▶ **Task directions**
Present the lines of the entries as a Markdown table with the columns "Number" and "Line," starting at the line that contains "Pin every instance of the eroded" and running through the end of the entries. Leave out blank lines and pictures.

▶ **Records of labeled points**
--- BEGIN ---
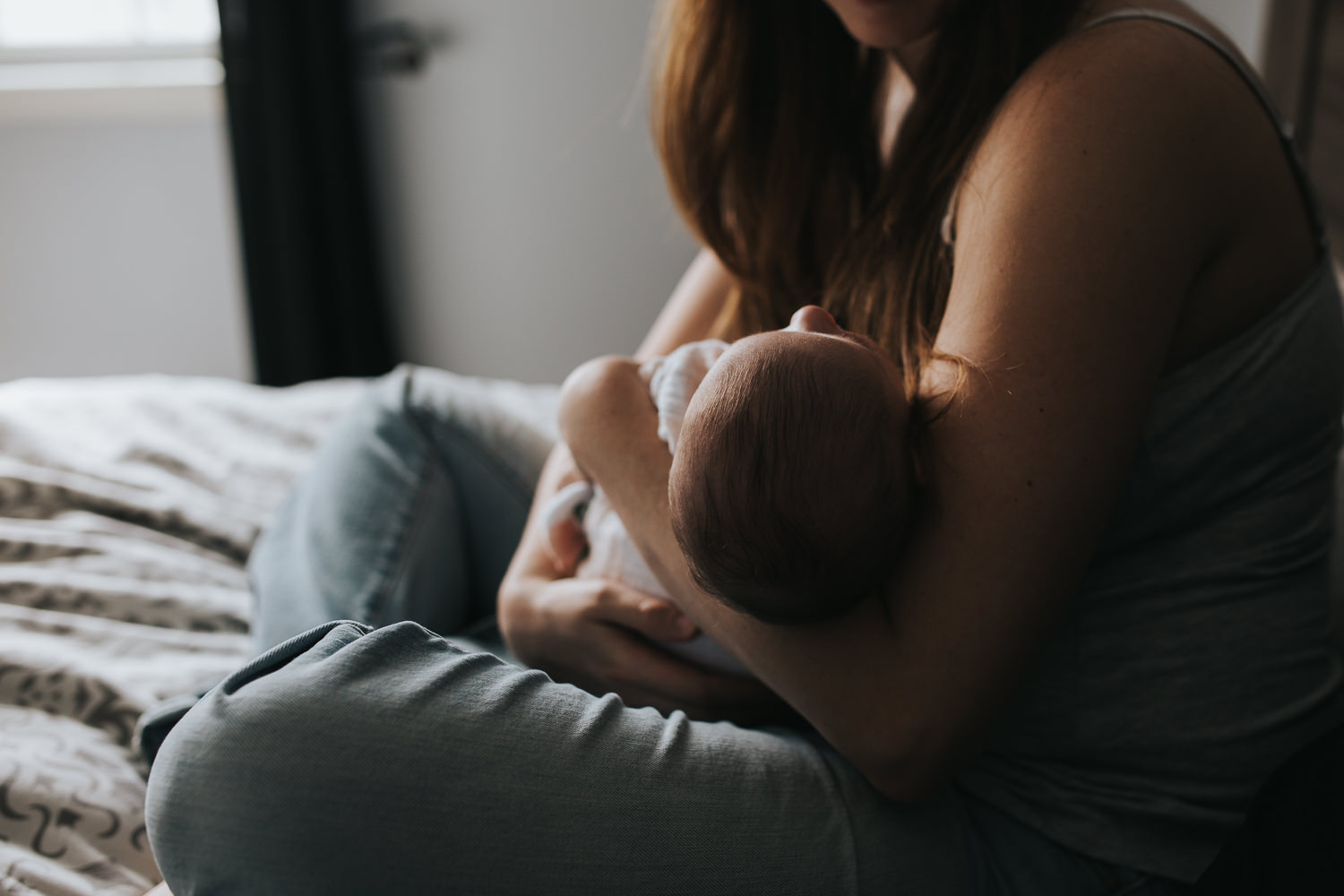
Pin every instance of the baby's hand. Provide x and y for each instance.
(564, 535)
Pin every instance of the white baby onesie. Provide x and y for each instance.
(672, 379)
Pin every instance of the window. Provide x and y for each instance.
(70, 46)
(80, 29)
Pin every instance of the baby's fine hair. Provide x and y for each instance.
(792, 485)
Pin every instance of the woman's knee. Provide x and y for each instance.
(246, 790)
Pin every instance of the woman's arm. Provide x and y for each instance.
(1088, 214)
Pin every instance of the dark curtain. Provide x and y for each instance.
(314, 285)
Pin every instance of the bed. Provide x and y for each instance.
(128, 506)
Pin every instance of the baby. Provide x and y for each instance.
(790, 482)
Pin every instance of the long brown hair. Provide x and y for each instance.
(766, 116)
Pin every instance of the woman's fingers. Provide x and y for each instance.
(655, 618)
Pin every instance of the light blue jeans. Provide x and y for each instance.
(363, 753)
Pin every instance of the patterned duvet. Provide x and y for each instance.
(128, 506)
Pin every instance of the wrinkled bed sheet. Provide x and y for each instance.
(128, 506)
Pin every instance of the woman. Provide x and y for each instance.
(1104, 633)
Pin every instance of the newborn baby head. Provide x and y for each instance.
(790, 487)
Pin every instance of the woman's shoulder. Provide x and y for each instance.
(1142, 104)
(1174, 120)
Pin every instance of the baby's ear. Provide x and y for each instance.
(567, 546)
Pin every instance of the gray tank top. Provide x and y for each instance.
(1196, 656)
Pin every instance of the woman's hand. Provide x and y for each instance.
(599, 634)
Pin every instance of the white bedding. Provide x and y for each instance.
(128, 506)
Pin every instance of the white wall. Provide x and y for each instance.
(1244, 21)
(117, 246)
(526, 220)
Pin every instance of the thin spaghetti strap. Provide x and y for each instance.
(1285, 131)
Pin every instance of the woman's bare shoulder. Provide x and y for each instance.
(1131, 113)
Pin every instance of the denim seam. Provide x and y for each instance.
(397, 555)
(468, 438)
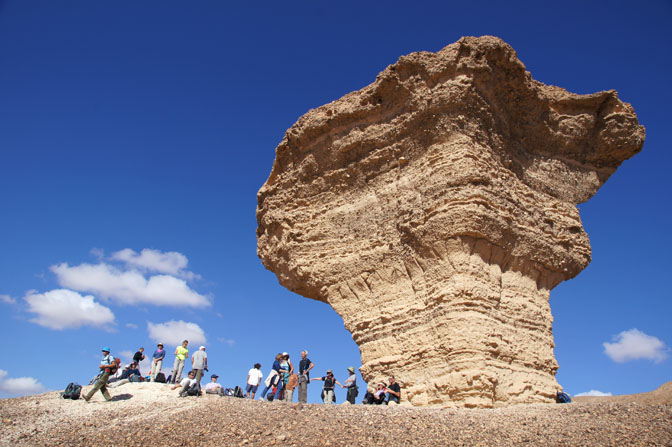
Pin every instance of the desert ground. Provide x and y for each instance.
(152, 414)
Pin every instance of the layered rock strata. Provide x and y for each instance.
(435, 209)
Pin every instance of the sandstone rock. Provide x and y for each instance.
(435, 209)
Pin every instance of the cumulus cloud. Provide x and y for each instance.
(66, 309)
(172, 333)
(227, 341)
(128, 287)
(171, 263)
(593, 393)
(635, 345)
(7, 299)
(20, 386)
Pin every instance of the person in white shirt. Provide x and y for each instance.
(186, 384)
(254, 377)
(213, 387)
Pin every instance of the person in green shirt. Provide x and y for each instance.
(181, 355)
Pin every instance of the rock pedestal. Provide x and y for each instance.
(435, 209)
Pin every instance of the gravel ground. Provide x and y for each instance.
(143, 414)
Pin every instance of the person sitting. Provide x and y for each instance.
(393, 392)
(379, 394)
(189, 386)
(131, 370)
(213, 387)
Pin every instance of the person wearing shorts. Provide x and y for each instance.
(254, 377)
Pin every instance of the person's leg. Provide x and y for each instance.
(277, 393)
(351, 395)
(92, 391)
(263, 393)
(303, 389)
(176, 364)
(180, 367)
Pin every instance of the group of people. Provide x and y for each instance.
(282, 379)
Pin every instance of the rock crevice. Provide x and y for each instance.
(435, 209)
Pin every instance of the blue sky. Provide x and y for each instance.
(151, 126)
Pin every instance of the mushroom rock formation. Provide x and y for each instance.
(435, 209)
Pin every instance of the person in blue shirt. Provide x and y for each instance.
(157, 361)
(107, 366)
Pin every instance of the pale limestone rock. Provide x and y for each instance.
(435, 209)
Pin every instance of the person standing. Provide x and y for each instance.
(157, 361)
(107, 366)
(351, 384)
(181, 354)
(213, 387)
(199, 362)
(139, 356)
(274, 378)
(393, 392)
(287, 369)
(254, 377)
(305, 365)
(329, 382)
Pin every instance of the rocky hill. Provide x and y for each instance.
(435, 209)
(151, 414)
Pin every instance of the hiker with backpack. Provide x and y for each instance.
(107, 366)
(157, 361)
(274, 378)
(305, 365)
(188, 385)
(181, 355)
(351, 384)
(213, 387)
(254, 377)
(199, 363)
(328, 390)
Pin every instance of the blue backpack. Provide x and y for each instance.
(563, 398)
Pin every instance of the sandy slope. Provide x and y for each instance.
(143, 414)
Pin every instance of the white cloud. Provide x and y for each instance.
(227, 341)
(7, 299)
(172, 333)
(172, 262)
(593, 393)
(634, 345)
(20, 386)
(64, 309)
(128, 287)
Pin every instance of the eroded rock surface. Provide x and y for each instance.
(435, 209)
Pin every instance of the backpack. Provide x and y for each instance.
(562, 398)
(72, 391)
(194, 390)
(238, 392)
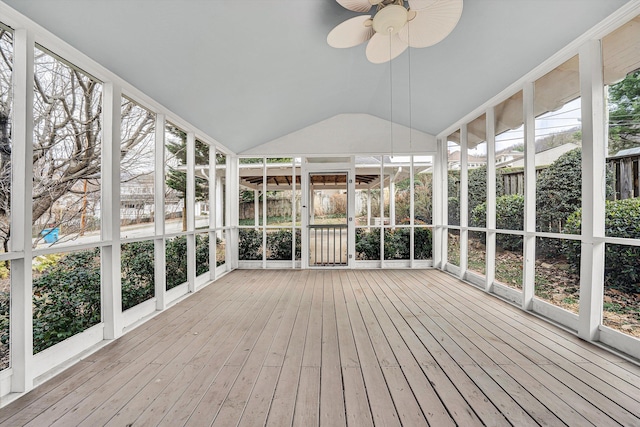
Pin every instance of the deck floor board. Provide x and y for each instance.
(338, 347)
--- END ---
▶ **Worked answer**
| Number | Line |
|---|---|
| 1 | Pin every instance of the eroded rock surface. Provide x and y for each instance. |
| 2 | (435, 209) |
| 3 | Pin every instance of the backpack. Provide x and y for each instance. |
| 4 | (562, 398) |
| 5 | (72, 391) |
| 6 | (194, 390) |
| 7 | (238, 392) |
| 8 | Pin every instance of the deck floor board. Provide x and y for each instance. |
| 9 | (338, 347) |